Set down the listing below again, exactly as written.

--- DATA SUPPLIED ---

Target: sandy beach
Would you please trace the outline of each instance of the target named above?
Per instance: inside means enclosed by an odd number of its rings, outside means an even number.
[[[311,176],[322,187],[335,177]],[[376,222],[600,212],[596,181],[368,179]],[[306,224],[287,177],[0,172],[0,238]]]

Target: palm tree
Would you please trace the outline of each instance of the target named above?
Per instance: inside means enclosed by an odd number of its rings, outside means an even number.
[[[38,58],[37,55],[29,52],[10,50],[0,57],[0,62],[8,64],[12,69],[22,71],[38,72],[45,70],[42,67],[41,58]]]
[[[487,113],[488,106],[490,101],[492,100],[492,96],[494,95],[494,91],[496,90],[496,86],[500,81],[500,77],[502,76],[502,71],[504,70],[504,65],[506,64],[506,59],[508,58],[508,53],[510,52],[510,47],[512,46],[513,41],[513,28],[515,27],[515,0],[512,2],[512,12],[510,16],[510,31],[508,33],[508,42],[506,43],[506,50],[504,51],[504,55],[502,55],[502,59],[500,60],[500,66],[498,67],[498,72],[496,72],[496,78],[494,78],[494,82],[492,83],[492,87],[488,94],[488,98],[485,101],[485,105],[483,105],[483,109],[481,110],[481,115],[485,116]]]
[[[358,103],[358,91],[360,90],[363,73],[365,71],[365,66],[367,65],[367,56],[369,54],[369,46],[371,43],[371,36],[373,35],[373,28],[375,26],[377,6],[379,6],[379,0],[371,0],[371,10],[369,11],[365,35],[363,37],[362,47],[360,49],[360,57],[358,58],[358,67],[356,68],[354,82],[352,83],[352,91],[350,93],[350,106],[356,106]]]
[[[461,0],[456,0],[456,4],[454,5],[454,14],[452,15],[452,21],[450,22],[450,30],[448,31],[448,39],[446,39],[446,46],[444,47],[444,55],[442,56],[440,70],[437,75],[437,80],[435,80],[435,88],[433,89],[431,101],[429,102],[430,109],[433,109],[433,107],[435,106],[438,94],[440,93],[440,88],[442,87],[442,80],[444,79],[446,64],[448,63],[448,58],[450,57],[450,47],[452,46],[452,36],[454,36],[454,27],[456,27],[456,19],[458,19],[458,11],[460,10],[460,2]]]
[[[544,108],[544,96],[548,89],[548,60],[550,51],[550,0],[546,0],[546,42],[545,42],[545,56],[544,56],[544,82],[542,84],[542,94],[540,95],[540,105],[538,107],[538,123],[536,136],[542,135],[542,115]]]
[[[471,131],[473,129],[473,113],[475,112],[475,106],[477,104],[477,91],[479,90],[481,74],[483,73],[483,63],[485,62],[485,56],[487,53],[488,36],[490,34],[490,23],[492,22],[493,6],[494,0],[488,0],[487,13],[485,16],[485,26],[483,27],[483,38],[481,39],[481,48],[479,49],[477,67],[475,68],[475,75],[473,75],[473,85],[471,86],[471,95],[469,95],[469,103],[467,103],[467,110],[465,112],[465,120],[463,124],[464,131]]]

---

### SOLUTION TO THIS TASK
Target: sandy beach
Would you please trace the outline of each instance of the target named above?
Per instance: inside means enclosed by an odd number of its rings, outside means an even number.
[[[311,176],[322,187],[335,177]],[[376,222],[600,212],[596,181],[368,179]],[[306,224],[287,177],[0,172],[0,238]]]

Target: palm tree
Would you please trace the outline of each instance of the target named above?
Per instance: inside means enclosed by an odd number of its rings, outside means an even number.
[[[38,58],[37,55],[29,52],[10,50],[0,57],[0,62],[8,64],[12,69],[22,71],[38,72],[45,70],[42,67],[41,58]]]
[[[487,113],[488,106],[490,101],[492,100],[492,96],[494,95],[494,91],[496,90],[496,86],[500,81],[500,77],[502,76],[502,71],[504,70],[504,65],[506,64],[506,59],[508,58],[508,53],[510,52],[510,47],[512,46],[513,41],[513,28],[515,27],[515,0],[512,2],[512,12],[510,16],[510,31],[508,33],[508,42],[506,43],[506,50],[504,51],[504,55],[502,55],[502,59],[500,60],[500,66],[498,67],[498,72],[496,72],[496,78],[494,78],[494,82],[492,83],[492,87],[488,94],[488,98],[485,101],[485,105],[483,105],[483,109],[481,110],[481,115],[485,116]]]
[[[358,103],[358,91],[360,90],[363,73],[365,71],[365,66],[367,65],[367,56],[369,54],[369,46],[371,43],[371,36],[373,35],[373,28],[375,26],[377,6],[379,6],[379,0],[371,0],[371,10],[369,11],[365,35],[363,37],[362,47],[360,49],[360,57],[358,58],[358,67],[356,68],[354,82],[352,83],[352,91],[350,93],[350,106],[356,106]]]
[[[461,0],[456,0],[456,4],[454,5],[454,14],[452,15],[452,21],[450,22],[450,30],[448,31],[448,39],[446,39],[446,46],[444,47],[444,55],[442,56],[440,70],[437,75],[437,80],[435,80],[435,88],[433,89],[431,101],[429,102],[430,109],[433,109],[433,107],[435,106],[438,94],[440,93],[440,88],[442,87],[442,80],[444,79],[446,64],[448,63],[448,58],[450,57],[450,47],[452,46],[452,36],[454,36],[454,27],[456,27],[456,19],[458,19],[458,11],[460,10],[460,2]]]
[[[544,108],[544,96],[548,89],[548,60],[550,51],[550,0],[546,0],[546,42],[545,42],[545,56],[544,56],[544,82],[542,84],[542,94],[540,95],[540,105],[538,107],[538,123],[536,136],[542,135],[542,115]]]
[[[471,131],[473,129],[473,113],[475,112],[475,106],[477,104],[477,91],[479,90],[481,74],[483,73],[483,63],[485,62],[485,56],[487,53],[488,36],[490,34],[490,23],[492,22],[493,6],[494,0],[488,0],[487,13],[485,16],[485,26],[483,27],[483,38],[481,39],[481,48],[479,49],[477,67],[475,68],[475,75],[473,75],[473,85],[471,86],[471,95],[469,95],[469,103],[467,103],[467,110],[465,112],[465,120],[463,124],[464,131]]]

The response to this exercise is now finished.